▸ Текст страницы

· · ·

[92]. Однако, несмотря на декларации («историческое мировоззрение, с первых шагов деятельности характеризовавшее наш Отдел, позволило твердо и широко применить в работах Отдела социологический подход»), в этом отчете проскальзывает мысль о сложности применения собственно марксизма «в деле объяснения музыкально-художественных фактов» и отмечается, что «Отдел поставил себе целью всячески бороться с поспешной перелицовкой положений музыковедения на вульгарно-марксистский лад»[93].
В документах МУЗО следующего года демагогия нарастает, и хотя еще нет откровенной «перелицовки положений музыковедения на вульгарно-марксистский лад», но встречается тема «Анализ личности и творчества Бетховена на социально-экономическом фоне его эпохи» (что, как указано в плане, «открывает новые ценные возможности»), а также начинаются разглагольствования о «все растущем интересе к вопросам философии диалектического материализма», который «поставил на очередь проработку основных проблем философии музыки под углом зрения диалектики и принципов материалистического мировоззрения»[94].
Между тем внутри МУЗО разразился громкий и затяжной скандал. Насколько можно судить по сохранившимся документам, он был спровоцирован руководителем отдела Б. В. Асафьевым[95], который использовал для своих целей политическую конъюнктуру. Заметим, что в самом начале социологического нажима, в 1926 году, Финагин и группа музыковедов подают в Правление ГИИИ «заключение» о недостаточности для изучения музыки только социологического метода. Указывая, что «это метод историко-культурный, а не метод точного знания», они настаивали на использовании в музыковедении «методов рефлексологии, физиологии, физики, математики»[96]. Ставился вопрос о «формальном методе» в музыковедении, в частности в докладе того же Р. И. Грубера, сделанном 17 января 1927 года на теоретическом секторе ОТИМ (Отдела теории и истории музыки)[97].
Воспользовавшись подвернувшимся поводом и представив себя поборником «социологизма», руководитель отдела начал изгонять из МУЗО неугодных ему сотрудников[98]. Такое самоуправство, бывшее прямым нарушением сложившихся институтских традиций, вызвало возмущение многих «старых» сотрудников МУЗО[99]. Чтобы избавиться от несогласных, Асафьев производит реорганизацию отдела, заручившись поддержкой Луначарского[100]. Он разгоняет ряд секций и закрывает экспериментальные комиссии и лаборатории[101]. Все это делается под лозунгом борьбы с формализмом и академизмом, с провозглашением поворота к социологическому изучению музыки и декларациями о необходимости «участвовать в боях современности» и стать не отделом истории музыки, а «художественно-производственным учреждением»[102].

· · ·

▸ Данные
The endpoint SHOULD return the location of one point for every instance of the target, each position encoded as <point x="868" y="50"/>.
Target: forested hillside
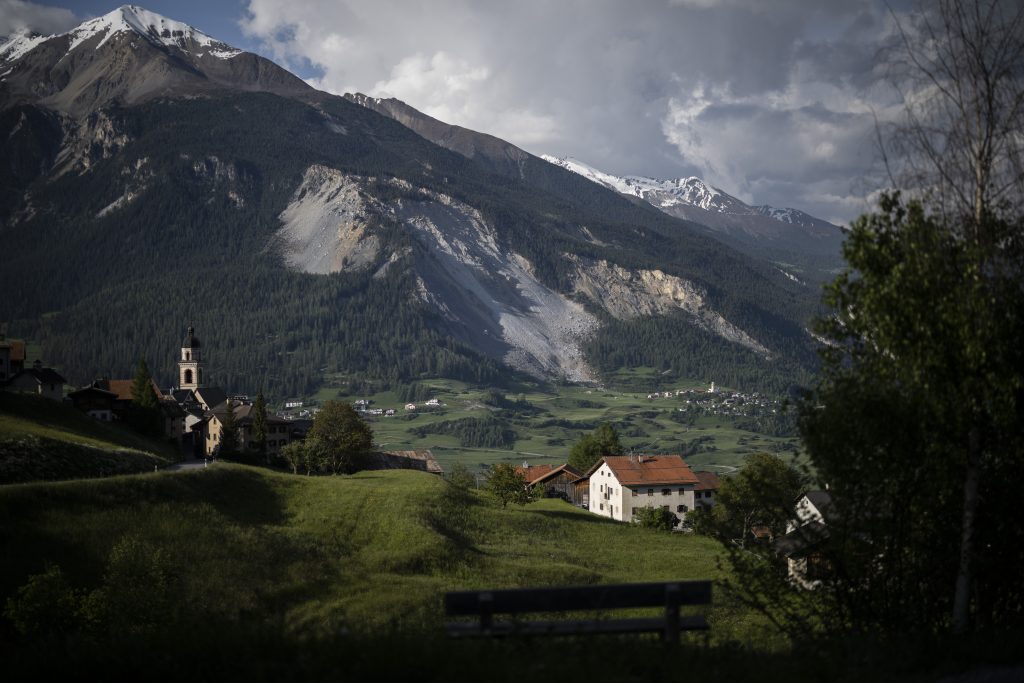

· · ·

▸ Что нужно сделать
Продолжите текст о скандале в МУЗО, начав сразу после его последнего предложения. Материал здесь никакой роли не играет.

▸ Ответ на задание
Судя по внутренним материалам МУЗО, сотрудники уже с начала 1928 года не знали, где и как им работать, поскольку комиссии и экспериментальные лаборатории в связи с реорганизацией МУЗО были уничтожены[103], и совершенно не понимали, как подступиться к разработке востребованных начальством тем. Эти темы, записанные в плане МУЗО на 1928/29 год, впечатляют. Например, план вокально-методической секции, возглавляемой Асафьевым, начинается фразой: «Работа должна четко строиться под лозунгом превращения музыкально-вокальной культуры в средство классовой борьбы на фронте культурной революции и социалистического строительства». Не ограничиваясь подобной «заставкой», в плане перечисляются доклады, которые предлагает провести «Бригада по созданию марксистской вокальной методологии» (одна из новых ячеек секции), а именно: «Буржуазное вокальное искусство в освещении марксистско-ленинской теории», «Классовая борьба на музыкальном фронте и проблема воспитания пролетарского исполнителя», «Диалектический анализ акта голосового звукоподражания»[104]. Судя по документам МУЗО, эти темы так и остались фикцией. В конце концов и Асафьев увидел последствия своей «реорганизации»: в заседании Правления от 13 февраля 1930 года было зачитано его письмо на имя Шмита, где руководитель МУЗО просит для себя ставки технического сотрудника и признается, что не может заведовать отделом и вести всю работу без материала и теоретических разработок, того, «что называется формализмом и что в музыке вовсе не формализм»[105].
Пример с МУЗО достаточно поучителен. Правда, подобной демонстрации «верности» директивному марксизму не было в отчетах и планах других отделов до последнего года существования Института. Но трения и напряжение между сотрудниками внутри отделов нарастали.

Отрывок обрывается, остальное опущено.